**DATASET RECORDS:**

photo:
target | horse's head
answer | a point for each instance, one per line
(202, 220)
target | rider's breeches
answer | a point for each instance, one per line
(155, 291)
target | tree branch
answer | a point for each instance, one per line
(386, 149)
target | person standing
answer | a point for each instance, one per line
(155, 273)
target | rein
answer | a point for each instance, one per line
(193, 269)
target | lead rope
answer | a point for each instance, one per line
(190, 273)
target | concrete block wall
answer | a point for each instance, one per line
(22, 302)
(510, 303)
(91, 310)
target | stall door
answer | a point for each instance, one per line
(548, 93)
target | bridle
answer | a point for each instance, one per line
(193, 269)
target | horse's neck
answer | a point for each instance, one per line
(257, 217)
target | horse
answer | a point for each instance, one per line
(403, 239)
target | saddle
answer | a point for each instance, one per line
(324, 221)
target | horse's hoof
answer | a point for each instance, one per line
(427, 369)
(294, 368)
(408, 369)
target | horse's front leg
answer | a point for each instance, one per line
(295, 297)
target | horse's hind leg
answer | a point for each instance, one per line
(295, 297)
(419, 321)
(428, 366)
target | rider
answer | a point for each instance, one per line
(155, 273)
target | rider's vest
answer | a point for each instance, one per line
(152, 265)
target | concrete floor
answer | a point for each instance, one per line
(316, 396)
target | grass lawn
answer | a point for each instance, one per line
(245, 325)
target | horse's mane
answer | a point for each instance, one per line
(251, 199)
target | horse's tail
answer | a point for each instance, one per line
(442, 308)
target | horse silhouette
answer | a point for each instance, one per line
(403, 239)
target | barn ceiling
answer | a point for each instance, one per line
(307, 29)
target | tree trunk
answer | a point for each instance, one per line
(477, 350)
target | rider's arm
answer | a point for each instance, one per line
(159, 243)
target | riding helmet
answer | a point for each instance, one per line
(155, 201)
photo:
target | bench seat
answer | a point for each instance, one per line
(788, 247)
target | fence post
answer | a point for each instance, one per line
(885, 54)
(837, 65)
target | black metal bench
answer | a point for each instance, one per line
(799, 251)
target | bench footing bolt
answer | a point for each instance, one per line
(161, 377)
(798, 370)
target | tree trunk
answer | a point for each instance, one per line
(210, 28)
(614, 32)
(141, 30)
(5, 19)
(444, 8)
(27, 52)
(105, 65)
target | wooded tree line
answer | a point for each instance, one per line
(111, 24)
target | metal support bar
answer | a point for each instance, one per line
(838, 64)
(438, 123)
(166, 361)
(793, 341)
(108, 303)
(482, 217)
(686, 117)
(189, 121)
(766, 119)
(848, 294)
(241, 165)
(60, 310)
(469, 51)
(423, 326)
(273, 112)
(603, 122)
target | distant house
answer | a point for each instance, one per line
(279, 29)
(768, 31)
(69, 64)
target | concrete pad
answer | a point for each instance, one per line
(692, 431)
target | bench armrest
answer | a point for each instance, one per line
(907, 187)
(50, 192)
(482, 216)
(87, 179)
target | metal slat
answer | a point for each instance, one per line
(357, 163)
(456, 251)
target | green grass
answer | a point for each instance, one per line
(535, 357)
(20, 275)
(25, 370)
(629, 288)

**WHAT YOU WILL DO:**
Take the data above and return it exactly.

**ANSWER SPACE:**
photo:
target | horse's head
answer | a point for each instance, one per line
(202, 220)
target | rider's breeches
answer | a point for each instance, one per line
(155, 291)
target | tree branch
answer | a point for each instance, one per line
(386, 149)
target | person standing
answer | a point for each instance, one per line
(155, 273)
target | rein
answer | a point for each instance, one per line
(193, 269)
target | lead rope
answer | a point for each instance, one per line
(190, 273)
target | concrete block wall
answer | a point for each instance, one per line
(22, 302)
(510, 303)
(91, 310)
target | stall door
answer | a point for each instance, one per line
(548, 93)
target | bridle
answer | a point for each instance, one per line
(193, 269)
target | horse's neck
answer | a point for each instance, one per line
(257, 217)
target | horse
answer | a point for each instance, one per line
(403, 239)
target | saddle
answer | a point for each instance, one per line
(324, 221)
target | horse's hoof
answer | a point for each instance, one per line
(427, 369)
(294, 368)
(408, 369)
target | horse's front leg
answer | a point for each instance, one per line
(295, 297)
target | horse's hind leg
answer | a point for each instance, one per line
(295, 297)
(419, 321)
(428, 366)
target | rider
answer | a point for each instance, one per line
(155, 273)
target | rider's vest
answer | a point for each instance, one per line
(152, 265)
target | concrete floor
answer | a point for each instance, one per line
(316, 396)
target | grass lawn
answer | a point for each instance, one per line
(245, 325)
target | horse's mane
answer | a point for each instance, one per line
(251, 199)
target | horse's tail
answer | a point for each instance, one per line
(442, 308)
target | horse silhouette
answer | a point for each instance, one per line
(403, 239)
target | barn ceiling
answer | a point for each instance, one per line
(307, 29)
target | tree trunk
answer | a point for each instance, one per line
(477, 350)
target | rider's arm
answer | a point for each instance, one per line
(159, 243)
target | riding helmet
answer | a point for each instance, one per line
(155, 201)
photo:
target | bench seat
answer | a point for each instance, one per line
(788, 247)
target | fence post
answer | a point for each instance, one per line
(885, 54)
(837, 65)
target | black metal bench
answer | a point for each instance, one per line
(799, 251)
target | bench footing bolt
answer | a point for each instance, one per line
(161, 377)
(798, 370)
target | tree trunk
answer | a point for each instance, one per line
(210, 28)
(614, 32)
(141, 30)
(5, 19)
(444, 8)
(27, 52)
(105, 65)
target | wooded tree line
answer | a point for each instance, one per line
(111, 24)
target | metal support bar
answer | a point for each instance, one per line
(838, 64)
(438, 123)
(166, 361)
(793, 341)
(108, 303)
(482, 217)
(686, 117)
(189, 121)
(766, 119)
(848, 294)
(241, 165)
(60, 310)
(469, 51)
(423, 326)
(273, 112)
(603, 122)
target | distant house
answer | a point for each instance, one per line
(279, 29)
(768, 31)
(69, 64)
target | concrete pad
answer | a point for each instance, one per line
(692, 431)
target | bench armrest
answer | a point for each instance, one per line
(907, 187)
(50, 192)
(482, 216)
(87, 179)
target | metal slat
answer | a point for each instance, one per line
(357, 163)
(456, 251)
target | green grass
answer | a point for each instance, one per line
(535, 357)
(20, 275)
(25, 370)
(629, 288)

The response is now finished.